(SOURCE TEXT)
6-K 1 form6-k.htm 6-K

 

 

 

UNITED STATES

SECURITIES AND EXCHANGE COMMISSION

Washington, D.C. 20549

 

 

 

FORM 6-K

 

 

 

REPORT OF FOREIGN PRIVATE ISSUER
PURSUANT TO RULE 13a-16 OR 15d-16 UNDER
THE SECURITIES EXCHANGE ACT OF 1934

 

For the month of November 2025

 

Commission File Number: 001-42160

 

 

 

NIP Group Inc.

 

 

 

Rosenlundsgatan 31

11 863 Stockholm

Sweden

+46 8133700

(Address of principal executive offices)

 

 

 

Indicate by check mark whether the registrant files or will file annual reports under cover of Form 20-F or Form 40-F.

 

Form 20-F ☒                  Form 40-F ☐

 

 

 

 

 

 

Explanatory Note

 

On November 3, 2025, NIP Group Inc. (the “Company”) entered into a new asset-purchase agreement (the “Agreement”) to expand its total Bitcoin mining operations (the “Transaction”). Under the Agreement, the Company will acquire on-rack crypto mining machines and cloud-based computational capacity (collectively, the “Products”) from certain sellers, including Apex Cyber Capital Limited, Prosperity Oak Holdings Limited and Noveau Jumpstar Limited (together, the “Sellers”), with a combined hash rate of approximately 8.19 EH/s.

(REQUESTS)
(1) Decide whether each statement agrees with the filing, answering yes or no and quoting the filing's deciding words exactly. (a) The report covers the month of October 2025. (b) The Products have a combined hash rate of approximately 8.19 EH/s. (c) The Company will acquire the Products from a single seller.
(2) Print the filing's wording from "Explanatory Note" up to and including "approximately 8.19 EH/s.", copied exactly.
Base your responses on the filing alone, not on the material.

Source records
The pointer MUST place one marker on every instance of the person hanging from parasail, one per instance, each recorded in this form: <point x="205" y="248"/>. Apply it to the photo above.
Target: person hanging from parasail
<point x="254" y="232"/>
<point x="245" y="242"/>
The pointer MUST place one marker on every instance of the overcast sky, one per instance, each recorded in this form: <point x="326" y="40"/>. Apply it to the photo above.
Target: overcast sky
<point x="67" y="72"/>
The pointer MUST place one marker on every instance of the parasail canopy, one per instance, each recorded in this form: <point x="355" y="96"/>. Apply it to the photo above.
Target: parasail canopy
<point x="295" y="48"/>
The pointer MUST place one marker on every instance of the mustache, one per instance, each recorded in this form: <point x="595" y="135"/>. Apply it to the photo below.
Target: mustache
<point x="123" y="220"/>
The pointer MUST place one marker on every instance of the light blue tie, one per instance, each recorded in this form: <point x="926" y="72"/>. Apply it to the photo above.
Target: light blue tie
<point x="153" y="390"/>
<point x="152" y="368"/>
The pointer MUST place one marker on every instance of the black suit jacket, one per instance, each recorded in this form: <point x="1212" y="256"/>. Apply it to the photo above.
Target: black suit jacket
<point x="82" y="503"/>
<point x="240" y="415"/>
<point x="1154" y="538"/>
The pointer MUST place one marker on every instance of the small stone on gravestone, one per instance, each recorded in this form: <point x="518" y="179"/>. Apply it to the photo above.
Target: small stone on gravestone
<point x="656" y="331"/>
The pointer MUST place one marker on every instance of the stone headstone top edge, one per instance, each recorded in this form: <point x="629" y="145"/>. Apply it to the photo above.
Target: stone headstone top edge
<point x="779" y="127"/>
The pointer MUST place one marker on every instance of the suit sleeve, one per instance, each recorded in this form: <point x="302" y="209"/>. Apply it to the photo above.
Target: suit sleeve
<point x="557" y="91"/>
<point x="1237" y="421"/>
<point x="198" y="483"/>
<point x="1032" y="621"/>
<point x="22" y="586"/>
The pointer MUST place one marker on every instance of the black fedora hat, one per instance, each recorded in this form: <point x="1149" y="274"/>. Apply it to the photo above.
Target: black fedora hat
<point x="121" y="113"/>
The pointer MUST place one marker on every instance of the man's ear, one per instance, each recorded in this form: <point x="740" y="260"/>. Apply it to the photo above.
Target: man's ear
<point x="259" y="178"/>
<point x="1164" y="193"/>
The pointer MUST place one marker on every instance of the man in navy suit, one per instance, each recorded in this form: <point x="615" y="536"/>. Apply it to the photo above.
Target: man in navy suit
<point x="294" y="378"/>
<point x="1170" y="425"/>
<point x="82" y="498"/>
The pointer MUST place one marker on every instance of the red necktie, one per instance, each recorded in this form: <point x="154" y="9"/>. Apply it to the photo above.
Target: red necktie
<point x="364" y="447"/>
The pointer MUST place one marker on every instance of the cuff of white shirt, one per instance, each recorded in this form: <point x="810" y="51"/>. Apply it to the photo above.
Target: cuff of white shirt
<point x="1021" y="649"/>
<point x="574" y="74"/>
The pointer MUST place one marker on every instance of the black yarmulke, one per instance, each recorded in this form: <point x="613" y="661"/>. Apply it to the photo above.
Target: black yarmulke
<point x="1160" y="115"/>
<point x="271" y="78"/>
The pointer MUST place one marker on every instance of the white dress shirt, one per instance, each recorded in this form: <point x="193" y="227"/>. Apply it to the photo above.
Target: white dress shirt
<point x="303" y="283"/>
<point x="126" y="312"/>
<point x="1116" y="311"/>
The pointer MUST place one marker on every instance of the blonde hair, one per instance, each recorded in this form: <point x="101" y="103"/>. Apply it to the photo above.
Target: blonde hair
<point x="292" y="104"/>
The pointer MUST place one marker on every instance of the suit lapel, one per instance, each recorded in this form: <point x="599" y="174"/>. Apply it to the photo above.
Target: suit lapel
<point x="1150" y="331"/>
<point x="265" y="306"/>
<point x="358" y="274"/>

(SOLUTIONS TO THE TASKS)
(1)
(a) No: "For the month of November 2025"
(b) Yes: "with a combined hash rate of approximately 8.19 EH/s"
(c) No: "from certain sellers, including Apex Cyber Capital Limited, Prosperity Oak Holdings Limited and Noveau Jumpstar Limited"

(2)
Explanatory Note

 

On November 3, 2025, NIP Group Inc. (the “Company”) entered into a new asset-purchase agreement (the “Agreement”) to expand its total Bitcoin mining operations (the “Transaction”). Under the Agreement, the Company will acquire on-rack crypto mining machines and cloud-based computational capacity (collectively, the “Products”) from certain sellers, including Apex Cyber Capital Limited, Prosperity Oak Holdings Limited and Noveau Jumpstar Limited (together, the “Sellers”), with a combined hash rate of approximately 8.19 EH/s.